• Verilen görev 1
Belge metninin "Tabi götün görevi" sözleriyle başlayıp "değişmeyecek gibi duruyor." sözleriyle biten kısmını, "görevi" yerine "işlevi" koyarak yeniden yazın.
-------- Belge metni
Tabi götün görevi bellidir aslında; bağırsakları temizlediğinizde de götle muhatap olursunuz. Şunu da eklemek isterim konu dışı olarak ki insan vücudunda her organın görevi bellidir. Ağzınızla götünüz yer değiştirirse bir takım tatsızlıklar yaşanabilir...
Velhasıl kelam ne kulzos ne de burada yazanlar için sözlük vedası ilk kez karşılaştıkları bir durum değil. Son da olmayacak. Başkalarının özgürlüklerinin başladığı noktada bizimkinin bitebildiğini hatırlayabilir ve sözlüğün basit kurallarla korumaya çalıştığı sınırlara müdahil olma konusunda gereksiz bir istekle yüklenmez isek belki bir dahaki sefere daha az hır gür ve veda görürüz. Lakin söz konusu olan insan ve insanın sınırları olunca bu gelen yazarların veda etme rutini değişmeyecek gibi duruyor.
Pazar günleri İstanbul trafiğine benzer kulzos biraz. Boş yolda giderken trafik kurallarını ihlal ederseniz göze batar çünkü yollar boştur. Sakin kafayla, boş yolda kural ihlali yapasınız da gelmez zaten sağlıklı bir insansanız. O boş yolda sağınızdan solunuzdan geçen ferrarileri falan da görürsünüz hatta. Hafta içi ise işler değişir, en benim diyen trafik gönüllüsü bile zıvanadan çıkar. Üstünüze çıkan mı ararsınız, yolunuza giren mi ararsınız... Kural mural kalmaz. Neticede trafiğin doğru akışı için kural var mıdır vardır. Ama insanoğlunun doğasında mıdır bilinmez o kurallar sonuna kadar esner. Esnememesi için eninde sonunda yapmanız gereken insanların canını yakacak cezalara yüklenmenizdir. Ha uzun vadede eğitimdir vs o ayrıca konuşulur. Sözlükte biraz böyle. İsviçre trafiğinde drift yapıp kuralların içinden geçen, düzeni bozan adam bütün ömrünü öyle geçiremez. Ya kurallara uymaya başlar ya ehliyetini kaybedip bir daha araba kullanamaz. Ha illa ben böyle araba kullanmak istiyorum derse de pılını pırtını toplayıp İsveç'e veda edip (İsviçre değil miydi lan o) İstanbul'a geri döner. Bu noktada vermeniz gereken karar İstanbul'un trafiğindeki kaosu mu tercih ediyorum, danimarka' nın müreffeh havasını mı sorusunun cevabıdır.
----------------
-------- Satırlar
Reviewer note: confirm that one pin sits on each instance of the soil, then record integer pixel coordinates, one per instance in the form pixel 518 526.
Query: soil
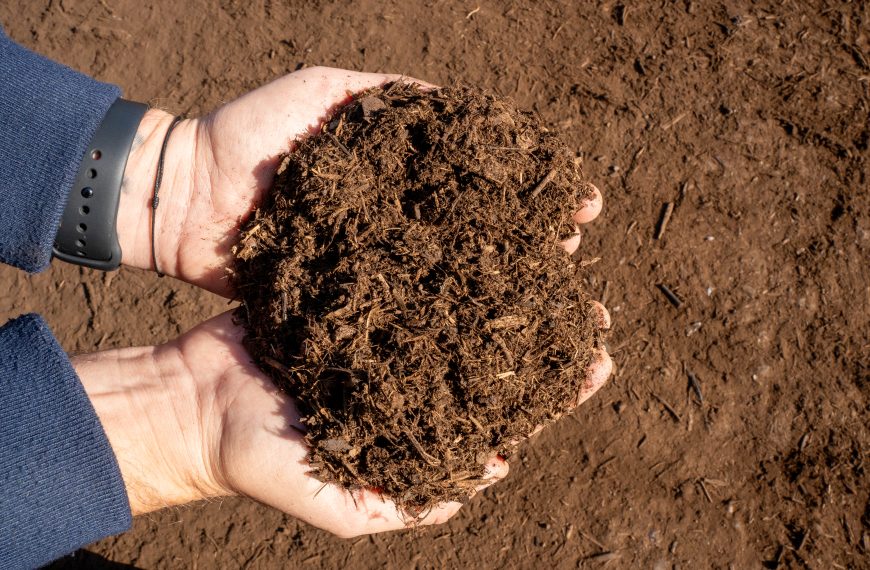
pixel 751 118
pixel 404 282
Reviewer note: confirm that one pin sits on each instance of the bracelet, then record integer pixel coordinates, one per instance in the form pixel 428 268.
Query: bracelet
pixel 156 199
pixel 88 233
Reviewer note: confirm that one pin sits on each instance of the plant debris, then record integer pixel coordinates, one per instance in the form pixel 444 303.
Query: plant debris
pixel 404 282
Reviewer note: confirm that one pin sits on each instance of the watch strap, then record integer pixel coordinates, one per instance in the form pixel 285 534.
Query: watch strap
pixel 88 232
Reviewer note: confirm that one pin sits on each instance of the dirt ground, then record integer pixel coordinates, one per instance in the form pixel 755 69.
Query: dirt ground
pixel 751 118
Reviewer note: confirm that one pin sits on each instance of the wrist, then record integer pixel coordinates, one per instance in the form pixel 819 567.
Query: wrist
pixel 135 208
pixel 146 403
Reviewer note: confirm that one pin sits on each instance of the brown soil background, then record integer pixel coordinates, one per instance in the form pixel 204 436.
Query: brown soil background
pixel 751 117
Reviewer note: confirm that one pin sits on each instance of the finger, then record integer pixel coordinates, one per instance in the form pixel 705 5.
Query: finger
pixel 602 315
pixel 590 208
pixel 496 469
pixel 597 373
pixel 572 243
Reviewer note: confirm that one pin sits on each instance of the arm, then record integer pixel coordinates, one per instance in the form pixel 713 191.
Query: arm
pixel 48 114
pixel 60 486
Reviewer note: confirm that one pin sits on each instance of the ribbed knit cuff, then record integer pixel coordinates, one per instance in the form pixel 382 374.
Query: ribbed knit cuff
pixel 60 485
pixel 48 115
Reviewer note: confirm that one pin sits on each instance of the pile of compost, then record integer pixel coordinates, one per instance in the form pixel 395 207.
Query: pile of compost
pixel 404 282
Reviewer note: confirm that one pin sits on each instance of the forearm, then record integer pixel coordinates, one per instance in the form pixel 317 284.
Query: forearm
pixel 146 404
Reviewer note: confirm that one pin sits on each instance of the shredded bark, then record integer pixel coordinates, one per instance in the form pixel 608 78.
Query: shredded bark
pixel 404 283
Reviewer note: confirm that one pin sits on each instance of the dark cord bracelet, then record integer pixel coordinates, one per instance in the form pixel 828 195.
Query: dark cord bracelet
pixel 156 199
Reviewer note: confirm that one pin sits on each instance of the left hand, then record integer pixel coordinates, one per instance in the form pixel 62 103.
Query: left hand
pixel 217 168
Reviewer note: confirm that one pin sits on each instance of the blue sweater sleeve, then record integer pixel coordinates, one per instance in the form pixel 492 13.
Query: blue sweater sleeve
pixel 48 115
pixel 60 485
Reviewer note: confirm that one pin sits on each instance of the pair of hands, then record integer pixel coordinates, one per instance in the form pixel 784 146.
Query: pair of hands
pixel 195 418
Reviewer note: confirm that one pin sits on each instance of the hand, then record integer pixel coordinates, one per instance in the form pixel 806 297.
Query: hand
pixel 217 168
pixel 195 419
pixel 208 422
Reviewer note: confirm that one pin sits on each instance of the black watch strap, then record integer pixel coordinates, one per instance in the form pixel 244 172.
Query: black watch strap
pixel 88 232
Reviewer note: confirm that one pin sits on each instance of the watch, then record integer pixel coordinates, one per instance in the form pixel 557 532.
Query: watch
pixel 88 232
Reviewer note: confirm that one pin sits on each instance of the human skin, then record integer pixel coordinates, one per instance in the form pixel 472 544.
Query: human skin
pixel 194 418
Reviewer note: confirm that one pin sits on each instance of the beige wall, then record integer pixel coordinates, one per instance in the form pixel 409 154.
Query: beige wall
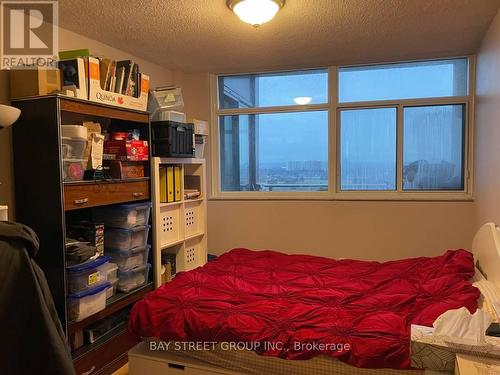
pixel 487 166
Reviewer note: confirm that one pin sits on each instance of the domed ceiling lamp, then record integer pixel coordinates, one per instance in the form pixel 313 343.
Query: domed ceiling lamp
pixel 255 12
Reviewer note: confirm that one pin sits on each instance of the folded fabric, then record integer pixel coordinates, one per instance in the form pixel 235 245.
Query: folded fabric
pixel 461 327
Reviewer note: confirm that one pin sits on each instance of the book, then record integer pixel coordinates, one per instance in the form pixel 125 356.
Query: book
pixel 67 55
pixel 104 65
pixel 163 185
pixel 127 64
pixel 170 184
pixel 177 183
pixel 73 76
pixel 133 82
pixel 110 75
pixel 120 77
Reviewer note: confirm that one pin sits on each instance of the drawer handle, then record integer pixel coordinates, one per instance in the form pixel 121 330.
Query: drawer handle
pixel 92 369
pixel 176 366
pixel 81 201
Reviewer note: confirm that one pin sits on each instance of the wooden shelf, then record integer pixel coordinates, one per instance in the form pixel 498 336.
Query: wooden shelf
pixel 193 200
pixel 87 194
pixel 102 110
pixel 100 182
pixel 175 243
pixel 170 204
pixel 113 305
pixel 194 236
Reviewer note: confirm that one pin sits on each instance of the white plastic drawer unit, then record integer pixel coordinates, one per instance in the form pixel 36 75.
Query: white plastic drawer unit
pixel 193 254
pixel 170 224
pixel 193 218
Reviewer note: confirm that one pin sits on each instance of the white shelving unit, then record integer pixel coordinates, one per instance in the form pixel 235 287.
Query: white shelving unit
pixel 180 227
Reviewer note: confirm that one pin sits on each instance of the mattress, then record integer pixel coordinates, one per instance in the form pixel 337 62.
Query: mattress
pixel 270 297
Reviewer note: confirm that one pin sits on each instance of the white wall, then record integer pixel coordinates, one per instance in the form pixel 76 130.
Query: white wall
pixel 487 131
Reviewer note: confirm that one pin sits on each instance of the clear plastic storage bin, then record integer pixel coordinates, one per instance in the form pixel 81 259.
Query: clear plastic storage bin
pixel 87 275
pixel 111 291
pixel 132 279
pixel 124 215
pixel 111 270
pixel 83 304
pixel 127 259
pixel 125 239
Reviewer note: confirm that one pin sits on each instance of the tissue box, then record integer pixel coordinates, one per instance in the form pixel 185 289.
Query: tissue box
pixel 433 353
pixel 127 150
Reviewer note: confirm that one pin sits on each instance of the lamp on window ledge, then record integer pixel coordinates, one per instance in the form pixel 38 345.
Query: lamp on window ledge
pixel 8 115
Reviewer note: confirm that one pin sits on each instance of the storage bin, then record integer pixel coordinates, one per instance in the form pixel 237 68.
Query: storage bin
pixel 73 169
pixel 111 291
pixel 87 275
pixel 199 151
pixel 132 279
pixel 172 138
pixel 73 148
pixel 111 270
pixel 127 259
pixel 124 239
pixel 86 303
pixel 123 216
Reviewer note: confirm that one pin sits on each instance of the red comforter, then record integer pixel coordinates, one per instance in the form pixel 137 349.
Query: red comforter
pixel 299 306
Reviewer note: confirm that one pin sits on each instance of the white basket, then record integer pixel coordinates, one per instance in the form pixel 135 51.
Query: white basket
pixel 193 219
pixel 193 256
pixel 170 225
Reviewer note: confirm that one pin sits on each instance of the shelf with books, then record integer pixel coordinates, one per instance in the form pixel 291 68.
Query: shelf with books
pixel 180 226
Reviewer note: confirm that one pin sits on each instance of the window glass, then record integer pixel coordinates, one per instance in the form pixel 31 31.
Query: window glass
pixel 276 89
pixel 425 79
pixel 274 152
pixel 433 148
pixel 368 149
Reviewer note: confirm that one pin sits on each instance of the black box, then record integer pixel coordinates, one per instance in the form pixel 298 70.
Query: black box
pixel 172 138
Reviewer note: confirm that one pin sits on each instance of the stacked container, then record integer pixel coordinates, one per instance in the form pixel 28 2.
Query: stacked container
pixel 126 242
pixel 87 287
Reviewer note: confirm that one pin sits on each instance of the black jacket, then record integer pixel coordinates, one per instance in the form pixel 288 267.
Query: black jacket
pixel 32 338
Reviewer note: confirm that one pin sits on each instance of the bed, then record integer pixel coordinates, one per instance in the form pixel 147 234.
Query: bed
pixel 282 306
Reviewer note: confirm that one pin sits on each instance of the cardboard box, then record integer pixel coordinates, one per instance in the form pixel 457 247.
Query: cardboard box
pixel 200 126
pixel 97 94
pixel 34 82
pixel 126 169
pixel 128 150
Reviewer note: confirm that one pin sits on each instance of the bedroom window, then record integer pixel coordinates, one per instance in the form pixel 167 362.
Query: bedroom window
pixel 273 132
pixel 388 131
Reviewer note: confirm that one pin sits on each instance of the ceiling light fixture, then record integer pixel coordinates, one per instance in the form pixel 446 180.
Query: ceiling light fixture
pixel 302 100
pixel 255 12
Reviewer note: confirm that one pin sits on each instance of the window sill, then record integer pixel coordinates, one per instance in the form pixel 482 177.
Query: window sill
pixel 348 196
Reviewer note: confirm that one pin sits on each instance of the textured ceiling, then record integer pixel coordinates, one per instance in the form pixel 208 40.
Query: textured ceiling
pixel 205 36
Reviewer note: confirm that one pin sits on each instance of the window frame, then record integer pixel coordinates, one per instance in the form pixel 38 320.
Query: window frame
pixel 333 107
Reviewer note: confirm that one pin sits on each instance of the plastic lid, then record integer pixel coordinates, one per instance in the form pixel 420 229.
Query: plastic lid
pixel 134 229
pixel 90 292
pixel 134 270
pixel 89 264
pixel 129 205
pixel 128 252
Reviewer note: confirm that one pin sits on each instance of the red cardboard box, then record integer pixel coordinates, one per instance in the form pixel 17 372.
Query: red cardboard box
pixel 128 150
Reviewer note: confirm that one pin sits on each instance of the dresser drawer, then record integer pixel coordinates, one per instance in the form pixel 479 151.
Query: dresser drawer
pixel 107 358
pixel 84 195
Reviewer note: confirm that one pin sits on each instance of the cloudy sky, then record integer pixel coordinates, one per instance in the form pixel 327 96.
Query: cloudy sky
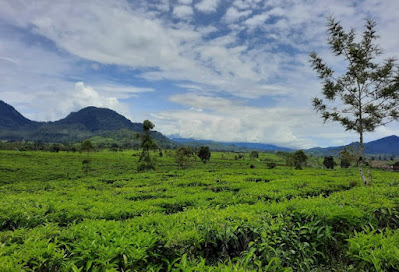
----------------
• Verilen görev 2
Kayıtların "pixel 235 245." geçen satırdan başlayıp "pixel 487 131" geçen satırla biten kısmını (iki uç da dahil) iki sütunlu bir CSV'ye aktarın. Her kayıt için bir satır olsun: "görev" sütununa kaydın metnini, "değer" sütununa cevabını yazın; satır sonlarını boşluğa çevirip her birini tırnak içinde tek bir alana koyun.

• Beklenen cevap 1
Tabi götün işlevi bellidir aslında; bağırsakları temizlediğinizde de götle muhatap olursunuz. Şunu da eklemek isterim konu dışı olarak ki insan vücudunda her organın işlevi bellidir. Ağzınızla götünüz yer değiştirirse bir takım tatsızlıklar yaşanabilir...
Velhasıl kelam ne kulzos ne de burada yazanlar için sözlük vedası ilk kez karşılaştıkları bir durum değil. Son da olmayacak. Başkalarının özgürlüklerinin başladığı noktada bizimkinin bitebildiğini hatırlayabilir ve sözlüğün basit kurallarla korumaya çalıştığı sınırlara müdahil olma konusunda gereksiz bir istekle yüklenmez isek belki bir dahaki sefere daha az hır gür ve veda görürüz. Lakin söz konusu olan insan ve insanın sınırları olunca bu gelen yazarların veda etme rutini değişmeyecek gibi duruyor.

• Beklenen cevap 2
görev,değer
"Reviewer note: confirm that one pin sits on each instance of the folded fabric, then record integer pixel coordinates, one per instance in the form pixel 235 245. Query: folded fabric","pixel 461 327"
"Reviewer note: confirm that one pin sits on each instance of the book, then record integer pixel coordinates, one per instance in the form pixel 125 356. Query: book","pixel 67 55 pixel 104 65 pixel 163 185 pixel 127 64 pixel 170 184 pixel 177 183 pixel 73 76 pixel 133 82 pixel 110 75 pixel 120 77"
"Reviewer note: confirm that one pin sits on each instance of the drawer handle, then record integer pixel coordinates, one per instance in the form pixel 121 330. Query: drawer handle","pixel 92 369 pixel 176 366 pixel 81 201"
"Reviewer note: confirm that one pin sits on each instance of the wooden shelf, then record integer pixel coordinates, one per instance in the form pixel 498 336. Query: wooden shelf","pixel 193 200 pixel 87 194 pixel 102 110 pixel 100 182 pixel 175 243 pixel 170 204 pixel 113 305 pixel 194 236"
"Reviewer note: confirm that one pin sits on each instance of the white plastic drawer unit, then record integer pixel coordinates, one per instance in the form pixel 36 75. Query: white plastic drawer unit","pixel 193 254 pixel 170 224 pixel 193 218"
"Reviewer note: confirm that one pin sits on each instance of the white shelving unit, then record integer pixel coordinates, one per instance in the form pixel 235 287. Query: white shelving unit","pixel 180 227"
"Reviewer note: confirm that one pin sits on each instance of the mattress, then record integer pixel coordinates, one per instance in the form pixel 337 62. Query: mattress","pixel 270 297"
"Reviewer note: confirm that one pin sits on each instance of the white wall, then record integer pixel coordinates, one per instance in the form pixel 76 130. Query: white wall","pixel 487 131"